Task objective:
Write out the whole listing, matching it exactly.

Material shown:
_ _ _ _ _ _ _
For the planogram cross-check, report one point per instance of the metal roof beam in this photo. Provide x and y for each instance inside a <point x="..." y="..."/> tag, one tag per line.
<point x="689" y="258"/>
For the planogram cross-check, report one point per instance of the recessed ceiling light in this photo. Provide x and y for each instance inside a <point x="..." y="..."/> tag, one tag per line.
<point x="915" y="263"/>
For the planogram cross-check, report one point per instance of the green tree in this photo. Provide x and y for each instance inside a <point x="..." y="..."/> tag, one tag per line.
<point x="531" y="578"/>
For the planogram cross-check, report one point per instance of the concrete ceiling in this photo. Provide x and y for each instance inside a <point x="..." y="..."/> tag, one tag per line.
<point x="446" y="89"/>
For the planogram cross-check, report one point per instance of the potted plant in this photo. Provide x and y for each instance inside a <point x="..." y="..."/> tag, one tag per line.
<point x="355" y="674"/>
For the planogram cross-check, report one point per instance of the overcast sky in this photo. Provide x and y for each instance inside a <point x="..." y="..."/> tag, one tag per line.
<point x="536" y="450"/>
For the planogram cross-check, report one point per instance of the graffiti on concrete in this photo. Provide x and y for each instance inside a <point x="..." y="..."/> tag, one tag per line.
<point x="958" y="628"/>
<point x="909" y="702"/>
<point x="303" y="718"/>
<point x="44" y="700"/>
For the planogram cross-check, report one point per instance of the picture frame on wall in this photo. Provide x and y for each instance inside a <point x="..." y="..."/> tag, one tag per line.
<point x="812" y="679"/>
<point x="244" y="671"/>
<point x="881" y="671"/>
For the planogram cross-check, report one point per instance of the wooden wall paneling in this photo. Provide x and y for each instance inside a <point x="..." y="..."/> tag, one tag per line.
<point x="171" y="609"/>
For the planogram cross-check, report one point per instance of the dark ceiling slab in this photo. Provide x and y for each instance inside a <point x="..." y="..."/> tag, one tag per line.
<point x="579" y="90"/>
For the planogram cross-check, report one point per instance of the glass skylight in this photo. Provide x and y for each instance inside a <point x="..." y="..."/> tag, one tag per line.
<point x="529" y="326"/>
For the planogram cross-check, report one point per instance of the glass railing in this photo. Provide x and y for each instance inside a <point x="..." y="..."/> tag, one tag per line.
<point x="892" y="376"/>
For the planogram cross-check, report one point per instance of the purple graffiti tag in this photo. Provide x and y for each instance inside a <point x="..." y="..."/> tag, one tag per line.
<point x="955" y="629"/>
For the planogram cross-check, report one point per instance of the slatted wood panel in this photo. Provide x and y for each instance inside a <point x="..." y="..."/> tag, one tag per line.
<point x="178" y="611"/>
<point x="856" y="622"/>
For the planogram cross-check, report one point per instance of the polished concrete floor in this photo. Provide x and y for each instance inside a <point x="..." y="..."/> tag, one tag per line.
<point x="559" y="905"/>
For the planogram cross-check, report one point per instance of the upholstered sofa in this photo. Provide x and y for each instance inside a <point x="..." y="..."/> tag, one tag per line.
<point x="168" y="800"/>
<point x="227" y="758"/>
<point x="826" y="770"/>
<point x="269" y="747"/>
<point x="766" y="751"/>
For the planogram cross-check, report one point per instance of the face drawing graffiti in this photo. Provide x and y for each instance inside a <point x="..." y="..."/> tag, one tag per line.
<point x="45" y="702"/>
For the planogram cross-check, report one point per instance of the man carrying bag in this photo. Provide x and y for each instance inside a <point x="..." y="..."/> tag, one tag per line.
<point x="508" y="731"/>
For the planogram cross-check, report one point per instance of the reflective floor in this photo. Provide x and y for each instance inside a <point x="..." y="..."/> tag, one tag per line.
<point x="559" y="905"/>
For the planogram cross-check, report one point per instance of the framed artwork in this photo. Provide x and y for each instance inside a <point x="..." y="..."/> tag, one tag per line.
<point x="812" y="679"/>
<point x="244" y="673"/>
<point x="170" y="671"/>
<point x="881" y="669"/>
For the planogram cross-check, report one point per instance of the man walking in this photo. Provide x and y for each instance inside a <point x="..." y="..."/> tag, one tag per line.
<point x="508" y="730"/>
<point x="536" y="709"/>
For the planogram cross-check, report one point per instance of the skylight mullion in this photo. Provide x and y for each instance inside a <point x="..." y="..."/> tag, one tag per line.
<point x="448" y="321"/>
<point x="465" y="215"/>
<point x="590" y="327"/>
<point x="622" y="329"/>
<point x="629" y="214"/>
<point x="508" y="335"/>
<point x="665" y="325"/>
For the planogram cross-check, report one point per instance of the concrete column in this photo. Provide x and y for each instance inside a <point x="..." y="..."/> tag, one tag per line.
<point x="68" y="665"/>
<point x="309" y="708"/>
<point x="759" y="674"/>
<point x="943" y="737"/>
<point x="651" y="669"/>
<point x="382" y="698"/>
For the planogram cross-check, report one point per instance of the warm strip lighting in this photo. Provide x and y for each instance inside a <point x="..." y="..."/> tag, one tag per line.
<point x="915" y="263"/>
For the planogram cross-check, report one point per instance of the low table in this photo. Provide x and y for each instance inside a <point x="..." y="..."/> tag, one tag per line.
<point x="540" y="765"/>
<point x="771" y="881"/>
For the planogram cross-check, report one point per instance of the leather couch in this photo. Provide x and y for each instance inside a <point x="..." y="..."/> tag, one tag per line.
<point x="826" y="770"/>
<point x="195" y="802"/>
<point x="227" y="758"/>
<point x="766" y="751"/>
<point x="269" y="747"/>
_ _ _ _ _ _ _
Solution to this problem:
For the planogram cross-check, report one point per instance of the metal roof beam in this photo. Provide x and y for each instance inside a <point x="..." y="..."/> tag, one tag per line.
<point x="689" y="258"/>
For the planogram cross-check, report one point per instance of the recessed ceiling light in this photo. Provide x and y for each instance inside a <point x="..." y="..."/> tag, one tag per line.
<point x="915" y="263"/>
For the planogram cross-check, report one point per instance of the green tree in this photo. Provide x and y for each instance inside a <point x="..." y="..."/> tag, one tag per line.
<point x="531" y="578"/>
For the planogram cross-check, report one point per instance of the concrete ceiling in this photo. Provide x and y for each instance inside a <point x="..." y="..."/> tag, one tag per line.
<point x="446" y="89"/>
For the planogram cross-check, report one point per instance of the potted plant in this photo. Provide x and y for each instance inside a <point x="..." y="..."/> tag, one tag per line.
<point x="355" y="674"/>
For the planogram cross-check, report one point per instance of the overcast sky in this photo. Provide x and y for each instance inside a <point x="..." y="..."/> tag, one tag per line.
<point x="536" y="450"/>
For the planogram cross-check, report one point per instance of the graffiti on concrete in this photo. Provide x and y for each instance inside a <point x="..." y="..."/> tag, one tag per line.
<point x="958" y="628"/>
<point x="909" y="702"/>
<point x="303" y="718"/>
<point x="44" y="700"/>
For the planogram cross-check, report one point per instance of the picture frame on wall in this photo. Provide x and y for each instance inside a <point x="..." y="..."/> tag, one tag per line.
<point x="812" y="679"/>
<point x="244" y="671"/>
<point x="881" y="671"/>
For the planogram cross-check, report one point per instance of the wooden wall paneling in this photo. Provide x and y for each instance inside a <point x="..." y="..."/> tag, one tag per line.
<point x="171" y="609"/>
For the planogram cross-check, report one point per instance of the dark ceiling slab in this photo. Provide x and y for each instance inside a <point x="..." y="..."/> tag, one tag per line.
<point x="579" y="90"/>
For the planogram cross-check, report one point per instance of the glass skylight in this photo. Provide x and y for each instance inside a <point x="..." y="..."/> tag, one tag per line.
<point x="529" y="326"/>
For the planogram cross-check, report one point per instance of the glass railing in this photo. Provide x and y for each instance inside a <point x="..." y="..."/> tag, one tag per line.
<point x="892" y="376"/>
For the planogram cross-check, report one point per instance of the purple graffiti tag in this photo. Provide x and y for each instance inside a <point x="..." y="..."/> tag, one tag per line.
<point x="955" y="629"/>
For the planogram cross-check, report one point per instance of the slatted wood panel in this photo. Provide x and y for each instance inside a <point x="..." y="..."/> tag, one tag per line.
<point x="178" y="611"/>
<point x="856" y="622"/>
For the planogram cross-check, report one point per instance of the polished concrete floor in this photo. Provide x and y for each instance inside a <point x="..." y="..."/> tag, one tag per line.
<point x="559" y="905"/>
For the planogram cross-check, report one point per instance of the upholstered sofa in this photo. Provide x and y for each instance inside a <point x="..." y="..."/> tag, one tag per line.
<point x="168" y="800"/>
<point x="227" y="758"/>
<point x="826" y="770"/>
<point x="269" y="747"/>
<point x="766" y="751"/>
For the planogram cross-check, report one point per instance of the face drawing graffiti in this photo. Provide x and y for each instance inside a <point x="..." y="..."/> tag, one tag per line.
<point x="45" y="702"/>
For the planogram cross-check, report one point per instance of the man carrying bag in this photo. Provide x and y for each instance inside a <point x="..." y="..."/> tag, one tag per line.
<point x="508" y="731"/>
For the planogram cross-check, report one point per instance of the reflective floor in this photo. Provide x and y for each instance inside a <point x="..." y="..."/> tag, one tag per line.
<point x="559" y="905"/>
For the planogram cross-check, report one point per instance of the framed artwork in this photo. Provide x and y for each instance inside a <point x="..." y="..."/> tag, one tag per line.
<point x="812" y="679"/>
<point x="244" y="673"/>
<point x="170" y="671"/>
<point x="881" y="669"/>
For the planogram cross-check, report one point per instance of the man walking in this photo. Provide x and y for each instance inside a <point x="..." y="..."/> tag, one tag per line.
<point x="508" y="730"/>
<point x="536" y="709"/>
For the planogram cross-check, report one point per instance of the skylight mullion in this photo. Provide x and y for each instance inside a <point x="..." y="..."/> tag, one tag per line.
<point x="448" y="321"/>
<point x="465" y="215"/>
<point x="590" y="327"/>
<point x="622" y="329"/>
<point x="629" y="214"/>
<point x="508" y="335"/>
<point x="665" y="325"/>
For the planogram cross-check, report one point per instance of the concrete column in this photo. Provide x and y for each instance inside a <point x="..." y="..."/> tag, one tag per line.
<point x="68" y="665"/>
<point x="309" y="708"/>
<point x="759" y="674"/>
<point x="943" y="737"/>
<point x="651" y="669"/>
<point x="382" y="698"/>
For the planogram cross-check, report one point per instance of the warm strip lighting in this photo. Provide x and y for each instance inside a <point x="..." y="..."/> tag, one tag per line.
<point x="915" y="263"/>
For the planogram cross-check, report one point per instance of the low table in this photo. Provide x and y for each instance inside a <point x="..." y="..."/> tag, one tag per line.
<point x="540" y="765"/>
<point x="771" y="881"/>
For the planogram cross-check, report one point per instance of the leather couch in this photo. Provide x and y for each instance inside a <point x="..." y="..."/> tag, one tag per line.
<point x="826" y="770"/>
<point x="195" y="802"/>
<point x="227" y="758"/>
<point x="766" y="751"/>
<point x="269" y="747"/>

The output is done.